Records supplied —
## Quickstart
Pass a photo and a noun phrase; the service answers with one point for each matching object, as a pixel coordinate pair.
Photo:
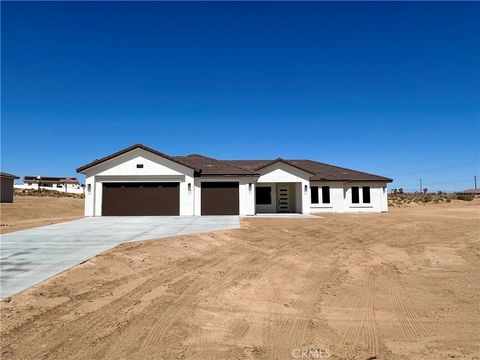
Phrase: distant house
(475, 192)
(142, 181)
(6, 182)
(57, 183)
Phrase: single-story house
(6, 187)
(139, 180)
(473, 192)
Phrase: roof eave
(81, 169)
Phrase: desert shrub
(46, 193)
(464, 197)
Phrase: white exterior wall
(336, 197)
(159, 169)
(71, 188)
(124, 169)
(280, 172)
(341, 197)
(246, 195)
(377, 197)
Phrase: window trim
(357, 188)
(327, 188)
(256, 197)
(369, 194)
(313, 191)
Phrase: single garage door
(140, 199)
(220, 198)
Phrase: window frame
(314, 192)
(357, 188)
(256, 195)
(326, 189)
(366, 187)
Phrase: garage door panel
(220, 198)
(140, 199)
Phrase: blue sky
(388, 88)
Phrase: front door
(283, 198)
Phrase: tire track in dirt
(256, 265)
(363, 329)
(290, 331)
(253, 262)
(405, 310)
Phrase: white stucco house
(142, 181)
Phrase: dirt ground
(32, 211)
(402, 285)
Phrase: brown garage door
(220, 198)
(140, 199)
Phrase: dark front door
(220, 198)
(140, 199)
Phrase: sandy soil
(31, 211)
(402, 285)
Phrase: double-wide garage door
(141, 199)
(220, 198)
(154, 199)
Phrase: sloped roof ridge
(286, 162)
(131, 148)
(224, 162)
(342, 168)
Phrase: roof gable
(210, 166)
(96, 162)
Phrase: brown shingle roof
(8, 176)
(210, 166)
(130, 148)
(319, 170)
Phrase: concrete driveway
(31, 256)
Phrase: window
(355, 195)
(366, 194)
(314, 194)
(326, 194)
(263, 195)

* * *

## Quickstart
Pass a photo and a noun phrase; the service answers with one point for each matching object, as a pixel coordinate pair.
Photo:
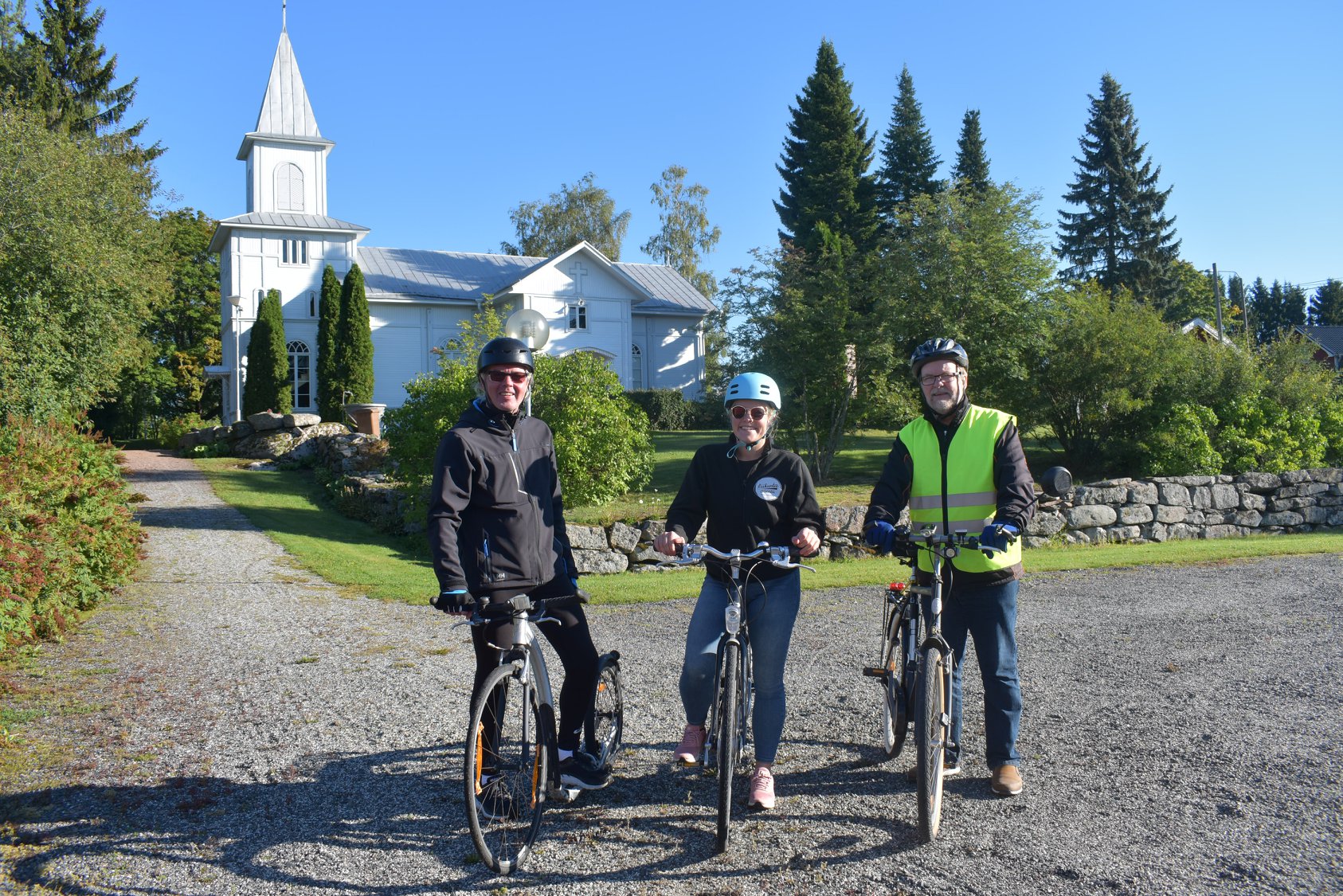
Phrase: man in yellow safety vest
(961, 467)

...

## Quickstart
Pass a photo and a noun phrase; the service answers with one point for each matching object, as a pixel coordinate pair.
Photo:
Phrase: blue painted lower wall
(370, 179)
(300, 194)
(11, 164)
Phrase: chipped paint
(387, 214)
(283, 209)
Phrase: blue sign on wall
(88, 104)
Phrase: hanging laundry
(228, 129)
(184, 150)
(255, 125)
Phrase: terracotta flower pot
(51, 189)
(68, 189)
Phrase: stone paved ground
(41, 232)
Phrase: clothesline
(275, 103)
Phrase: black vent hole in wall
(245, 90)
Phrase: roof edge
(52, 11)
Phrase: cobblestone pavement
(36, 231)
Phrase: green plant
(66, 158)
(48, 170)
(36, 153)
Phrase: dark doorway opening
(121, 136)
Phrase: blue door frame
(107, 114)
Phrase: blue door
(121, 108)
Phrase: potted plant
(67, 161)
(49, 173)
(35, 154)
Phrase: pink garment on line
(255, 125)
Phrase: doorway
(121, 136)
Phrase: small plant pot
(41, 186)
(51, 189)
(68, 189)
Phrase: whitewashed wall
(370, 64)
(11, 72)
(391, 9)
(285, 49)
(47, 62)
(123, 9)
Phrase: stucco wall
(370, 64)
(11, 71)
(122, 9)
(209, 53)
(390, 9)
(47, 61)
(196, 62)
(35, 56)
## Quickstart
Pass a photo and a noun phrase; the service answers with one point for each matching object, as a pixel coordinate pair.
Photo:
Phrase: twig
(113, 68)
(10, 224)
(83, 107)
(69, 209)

Direction — Pick out every line above that contains the word "roof", and copy each one.

Answer to this task —
Phrase: roof eave
Phrase: sloped roof ridge
Phrase: roof gable
Phrase: brown shingle roof
Phrase: roof edge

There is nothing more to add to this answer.